# start of Input records

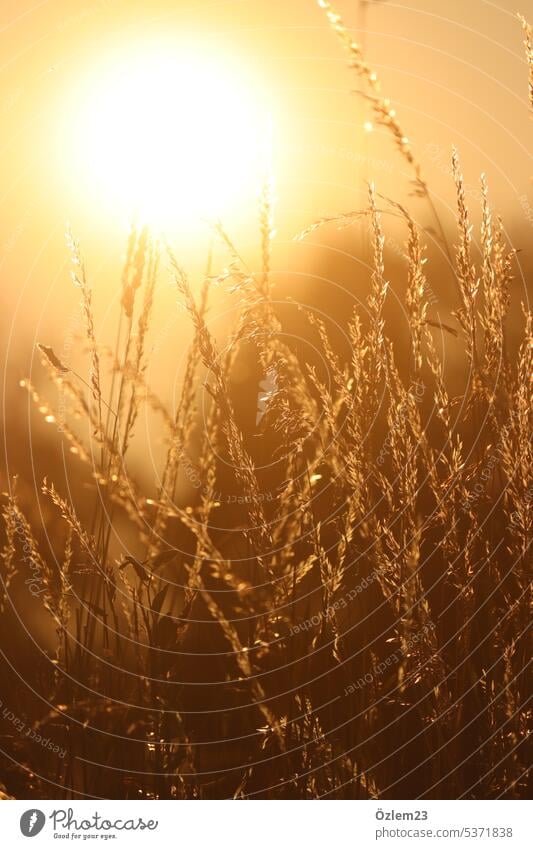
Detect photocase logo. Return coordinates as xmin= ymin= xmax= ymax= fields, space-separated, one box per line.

# end of Input records
# start of Input records

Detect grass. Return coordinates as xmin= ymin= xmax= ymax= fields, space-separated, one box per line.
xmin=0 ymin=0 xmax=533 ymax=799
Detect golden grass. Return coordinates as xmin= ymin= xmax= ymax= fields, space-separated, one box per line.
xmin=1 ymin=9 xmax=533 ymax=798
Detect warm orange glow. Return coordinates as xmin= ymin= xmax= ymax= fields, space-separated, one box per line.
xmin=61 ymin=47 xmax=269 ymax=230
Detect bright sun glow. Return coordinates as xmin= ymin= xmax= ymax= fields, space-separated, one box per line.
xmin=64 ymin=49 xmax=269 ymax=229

# end of Input records
# start of Input records

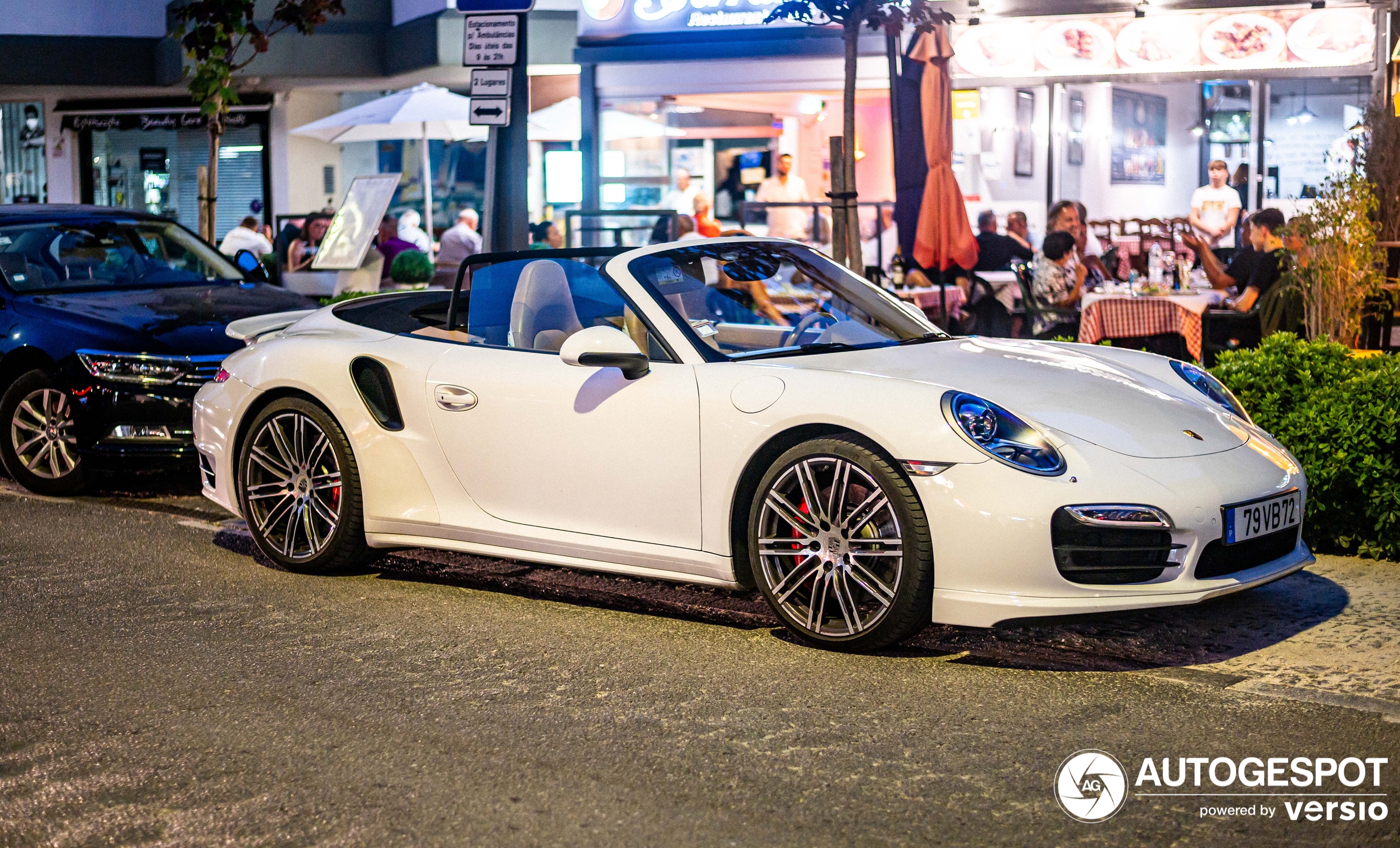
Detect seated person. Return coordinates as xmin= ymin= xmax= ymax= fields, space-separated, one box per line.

# end of Input records

**Stated goal:** Copy the records from the line with "Detect grass. Return" up to and including the line with "xmin=61 ymin=47 xmax=269 ymax=230", swapping "warm orange glow" for "soft amber glow" and leaving everything else unchanged. Give only those lines.

**Expected answer:**
Detect grass. Return coordinates as xmin= ymin= xmax= ymax= fields, space-separated, one box per line.
xmin=0 ymin=0 xmax=533 ymax=799
Detect golden grass. Return coordinates as xmin= ymin= xmax= ymax= fields, space-separated, one box per line.
xmin=1 ymin=9 xmax=533 ymax=798
Detect soft amber glow. Return coordinates as xmin= ymin= xmax= ymax= fields, space-separated, one box per line.
xmin=61 ymin=47 xmax=269 ymax=230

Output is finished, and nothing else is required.